Your task
Show every line of the items below that contains the word "helmet", copying each line in full.

[Start]

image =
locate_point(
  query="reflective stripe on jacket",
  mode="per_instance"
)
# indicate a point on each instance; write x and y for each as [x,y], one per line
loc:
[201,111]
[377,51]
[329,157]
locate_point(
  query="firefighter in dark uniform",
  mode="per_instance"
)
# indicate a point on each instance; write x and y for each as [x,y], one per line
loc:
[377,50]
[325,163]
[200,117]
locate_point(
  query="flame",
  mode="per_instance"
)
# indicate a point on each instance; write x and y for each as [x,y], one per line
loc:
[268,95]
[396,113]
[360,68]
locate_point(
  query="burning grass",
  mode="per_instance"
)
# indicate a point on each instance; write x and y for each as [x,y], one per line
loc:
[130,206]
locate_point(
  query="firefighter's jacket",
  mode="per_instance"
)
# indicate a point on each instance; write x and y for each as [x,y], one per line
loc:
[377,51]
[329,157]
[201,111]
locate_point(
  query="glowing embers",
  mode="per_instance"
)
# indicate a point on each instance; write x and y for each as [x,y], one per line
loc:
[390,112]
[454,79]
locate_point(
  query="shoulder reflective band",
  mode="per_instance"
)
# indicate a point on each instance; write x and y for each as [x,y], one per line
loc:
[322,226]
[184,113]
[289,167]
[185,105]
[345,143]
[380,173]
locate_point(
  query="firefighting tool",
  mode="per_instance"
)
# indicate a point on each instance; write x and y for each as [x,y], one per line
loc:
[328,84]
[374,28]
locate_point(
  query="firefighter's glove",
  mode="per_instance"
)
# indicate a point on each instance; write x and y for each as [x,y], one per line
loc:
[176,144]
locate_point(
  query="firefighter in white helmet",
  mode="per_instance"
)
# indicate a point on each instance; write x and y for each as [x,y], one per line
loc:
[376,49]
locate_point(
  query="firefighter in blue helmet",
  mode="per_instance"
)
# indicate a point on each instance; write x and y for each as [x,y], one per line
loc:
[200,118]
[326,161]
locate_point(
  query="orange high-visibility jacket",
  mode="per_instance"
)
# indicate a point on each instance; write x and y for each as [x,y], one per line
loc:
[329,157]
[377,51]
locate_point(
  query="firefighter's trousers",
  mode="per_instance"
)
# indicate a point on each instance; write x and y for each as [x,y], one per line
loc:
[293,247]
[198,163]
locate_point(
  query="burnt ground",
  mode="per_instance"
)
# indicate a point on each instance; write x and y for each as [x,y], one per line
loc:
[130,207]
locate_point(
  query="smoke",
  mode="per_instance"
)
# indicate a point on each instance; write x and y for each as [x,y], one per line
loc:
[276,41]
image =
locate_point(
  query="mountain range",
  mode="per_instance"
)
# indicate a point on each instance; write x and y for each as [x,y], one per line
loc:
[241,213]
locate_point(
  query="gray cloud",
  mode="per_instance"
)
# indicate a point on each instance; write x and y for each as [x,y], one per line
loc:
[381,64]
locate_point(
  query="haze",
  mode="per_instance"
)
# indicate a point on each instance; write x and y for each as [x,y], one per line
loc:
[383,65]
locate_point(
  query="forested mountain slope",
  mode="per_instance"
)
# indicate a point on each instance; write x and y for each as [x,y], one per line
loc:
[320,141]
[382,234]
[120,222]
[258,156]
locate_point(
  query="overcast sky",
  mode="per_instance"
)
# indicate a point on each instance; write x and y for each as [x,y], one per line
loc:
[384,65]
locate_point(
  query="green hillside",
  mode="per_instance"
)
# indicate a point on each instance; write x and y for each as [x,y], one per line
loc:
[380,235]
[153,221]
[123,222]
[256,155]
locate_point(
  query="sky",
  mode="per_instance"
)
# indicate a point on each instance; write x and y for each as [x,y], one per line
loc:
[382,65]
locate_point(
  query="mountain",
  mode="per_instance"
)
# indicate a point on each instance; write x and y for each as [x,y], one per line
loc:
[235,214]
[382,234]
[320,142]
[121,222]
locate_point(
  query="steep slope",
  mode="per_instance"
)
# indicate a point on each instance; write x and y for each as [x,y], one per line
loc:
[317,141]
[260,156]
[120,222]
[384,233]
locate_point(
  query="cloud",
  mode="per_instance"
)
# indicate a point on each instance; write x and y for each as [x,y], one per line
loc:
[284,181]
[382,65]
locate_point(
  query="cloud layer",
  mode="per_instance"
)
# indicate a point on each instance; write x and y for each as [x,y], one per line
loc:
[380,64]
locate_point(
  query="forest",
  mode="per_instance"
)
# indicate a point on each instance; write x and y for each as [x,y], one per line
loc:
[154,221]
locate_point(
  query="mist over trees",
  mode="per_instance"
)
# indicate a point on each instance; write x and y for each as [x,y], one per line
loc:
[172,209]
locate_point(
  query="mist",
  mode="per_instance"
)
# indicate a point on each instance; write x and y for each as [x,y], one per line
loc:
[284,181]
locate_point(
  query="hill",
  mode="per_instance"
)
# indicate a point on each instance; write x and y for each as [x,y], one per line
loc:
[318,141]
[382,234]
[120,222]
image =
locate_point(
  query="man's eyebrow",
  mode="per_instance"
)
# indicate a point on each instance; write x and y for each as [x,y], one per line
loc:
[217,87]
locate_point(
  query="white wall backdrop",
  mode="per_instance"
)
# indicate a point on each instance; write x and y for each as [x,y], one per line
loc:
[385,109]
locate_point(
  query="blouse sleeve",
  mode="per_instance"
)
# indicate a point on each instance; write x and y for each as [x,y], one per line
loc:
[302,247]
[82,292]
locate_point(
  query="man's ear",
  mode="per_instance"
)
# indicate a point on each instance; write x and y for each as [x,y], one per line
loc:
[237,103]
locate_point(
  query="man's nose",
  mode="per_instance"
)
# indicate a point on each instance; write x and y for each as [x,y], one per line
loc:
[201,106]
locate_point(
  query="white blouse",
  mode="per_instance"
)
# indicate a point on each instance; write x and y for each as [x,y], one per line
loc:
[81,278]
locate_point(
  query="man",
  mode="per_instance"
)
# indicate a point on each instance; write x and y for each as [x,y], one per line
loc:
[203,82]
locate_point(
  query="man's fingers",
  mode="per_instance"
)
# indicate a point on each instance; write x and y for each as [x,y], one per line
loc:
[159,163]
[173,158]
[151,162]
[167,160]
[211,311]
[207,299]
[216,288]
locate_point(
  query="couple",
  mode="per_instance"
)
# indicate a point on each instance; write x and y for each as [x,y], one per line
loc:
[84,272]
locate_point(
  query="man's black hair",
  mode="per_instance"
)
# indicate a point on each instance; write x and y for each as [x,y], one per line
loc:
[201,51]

[End]

Result
  query="firefighter in white helmet",
  query="firefighter in blue helmet",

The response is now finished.